PDA

View Full Version : Closed-loop FBO operation, practical application



CaptainSnugglebottom
10-16-2017, 01:17 PM
Hello,

I was wondering whether there's any 100% answer on the closed-loop FBO operations.

Some people say that closed-loop FBO operations don't work at all, while others say that it is possible as long as the read/write operations are done on different textures (texture attachments).

I tried experimenting with differed shading using single FBO. However, while rendering the pre-shading maps was done just fine, the shading rendering produced some strange results (random I should say). This was done using read of textures used in texture attachments 0-3, outputting into texture from the attachment 4, without any extra FBO operations except for calling step-related glDrawBuffers operation in order to enable specific texture outputs. The shading process is actually disabled for testing purposes, it simply outputs unchanged values from the input color map.

Is there any other step that needs to be done in order to allow that (assuming the question to the 1st question is "yes")?

I've read about the texture barrier, but there are very little actual application examples. Also, I believe it is not applicable to OGL 3.2 (I can switch to 4.5, but so far I had no reason to). I would like to avoid using 2 FBOs with the same textures for ping-ponging, altho it might be the only solution with decent performance.

The result:
2519

Alfonse Reinheart
10-16-2017, 05:23 PM
What is a "closed-loop FBO operation"? Google says nothing about this term, so it's unclear who the hypothetical "some people" and "others" are who talk about them.

If you're talking about FBO feedback loops (ie: rendering to an attached image while reading from it), that is well-covered (https://www.khronos.org/opengl/wiki/Memory_Model#Framebuffer_objects). Under standard GL 3.x rules, you cannot read from any image that is attached to the framebuffer, period. Under NV/ARB_texture_barrier/OpenGL 4.5, things are more relaxed.

Of course, NV_texture_barrier is widely implemented (http://opengl.gpuinfo.org/gl_listreports.php?listreportsbyextension=GL_NV_te xture_barrier), so you probably already have this capability.

CaptainSnugglebottom
10-16-2017, 06:40 PM
Yeah that's exactly it. Closed-loop = feedback operation.


If you're talking about FBO feedback loops (ie: rendering to an attached image while reading from it), that is well-covered. Under standard GL 3.x rules, you cannot read from any image that is attached to the framebuffer, period. Under NV/ARB_texture_barrier/OpenGL 4.5, things are more relaxed.

Exercise directions: In the forum thread on FBO feedback loops, what is not allowed under standard GL 3.x rules?

Dataset excerpt:

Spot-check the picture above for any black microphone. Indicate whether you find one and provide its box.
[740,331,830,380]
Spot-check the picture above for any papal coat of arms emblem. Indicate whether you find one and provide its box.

Problem solution: Reading from any image that is attached to the framebuffer.